**Your assignment**
This task calls for printing every entry exactly.

**Dataset records**
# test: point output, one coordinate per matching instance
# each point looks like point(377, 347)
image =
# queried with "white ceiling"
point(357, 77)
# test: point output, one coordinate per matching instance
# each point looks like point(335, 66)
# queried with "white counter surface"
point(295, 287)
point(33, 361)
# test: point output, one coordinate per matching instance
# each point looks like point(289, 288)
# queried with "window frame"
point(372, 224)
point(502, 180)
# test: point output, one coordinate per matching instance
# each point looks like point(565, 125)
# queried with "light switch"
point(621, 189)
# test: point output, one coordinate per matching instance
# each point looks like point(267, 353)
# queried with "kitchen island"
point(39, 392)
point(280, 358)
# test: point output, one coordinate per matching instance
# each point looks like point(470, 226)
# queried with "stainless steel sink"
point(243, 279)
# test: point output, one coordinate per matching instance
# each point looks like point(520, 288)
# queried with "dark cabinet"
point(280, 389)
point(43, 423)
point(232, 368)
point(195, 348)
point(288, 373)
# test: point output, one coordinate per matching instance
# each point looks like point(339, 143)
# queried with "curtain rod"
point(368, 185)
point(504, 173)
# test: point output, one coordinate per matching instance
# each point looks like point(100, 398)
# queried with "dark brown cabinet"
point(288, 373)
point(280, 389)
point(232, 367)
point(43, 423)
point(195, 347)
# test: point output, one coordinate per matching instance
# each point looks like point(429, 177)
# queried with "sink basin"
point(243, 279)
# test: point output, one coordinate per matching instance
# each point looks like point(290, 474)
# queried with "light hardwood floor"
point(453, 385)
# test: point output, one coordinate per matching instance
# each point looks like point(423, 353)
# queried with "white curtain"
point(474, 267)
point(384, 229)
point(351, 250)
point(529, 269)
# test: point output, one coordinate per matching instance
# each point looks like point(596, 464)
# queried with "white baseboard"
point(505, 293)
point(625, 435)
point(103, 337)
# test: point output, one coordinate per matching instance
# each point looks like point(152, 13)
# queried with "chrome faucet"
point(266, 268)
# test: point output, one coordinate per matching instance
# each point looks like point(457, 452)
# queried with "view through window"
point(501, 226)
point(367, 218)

**Completed exercise**
# test: point output, one coordinate per matching instance
# each point looks like point(377, 347)
image =
# queried with "white ceiling"
point(357, 77)
# test: point output, one coordinate per matching instance
# each point looks like point(335, 66)
# queried with "white counter surface"
point(295, 287)
point(33, 361)
# test: point output, one coordinate per matching instance
# each point looks like point(289, 288)
# queried with "window frame"
point(372, 224)
point(502, 180)
# test: point output, one coordinate per matching instance
# each point looks like point(565, 125)
# queried with "light switch"
point(621, 189)
# test: point output, one coordinate per matching instance
# each point looks like point(267, 353)
# queried with "kitchen island"
point(39, 392)
point(280, 358)
# test: point output, one coordinate per matching instance
# each point looks like point(470, 226)
# queried with "stainless steel sink"
point(243, 279)
# test: point output, one coordinate per matching instance
# each point looks like point(520, 288)
# queried with "dark cabinet"
point(280, 389)
point(43, 423)
point(232, 368)
point(195, 348)
point(288, 373)
# test: point output, one coordinate per matching instance
# each point looks like point(339, 143)
# queried with "curtain rod"
point(368, 185)
point(504, 173)
# test: point output, one coordinate per matching instance
# each point looks like point(100, 398)
# queried with "dark brown cabinet"
point(288, 373)
point(280, 389)
point(232, 367)
point(43, 423)
point(195, 347)
# test: point output, one coordinate per matching instance
# each point looks like point(429, 177)
# queried with "sink basin"
point(243, 279)
# test: point output, one coordinate per matching instance
# each point looks like point(290, 474)
# queried with "light hardwood floor"
point(453, 385)
# test: point output, one coordinate per matching instance
# each point looks like point(423, 353)
# queried with "white curtain"
point(474, 267)
point(384, 229)
point(351, 250)
point(529, 269)
# test: point output, one coordinate per matching instance
# each point looks like point(596, 464)
# queried with "white baseboard"
point(505, 293)
point(625, 435)
point(103, 337)
# test: point output, one coordinate per matching instance
# each point looks like point(152, 13)
# queried with "chrome faucet"
point(266, 268)
# test: point output, one coordinate per matching instance
# each point looks like point(457, 452)
# queried with "view through window"
point(501, 226)
point(367, 218)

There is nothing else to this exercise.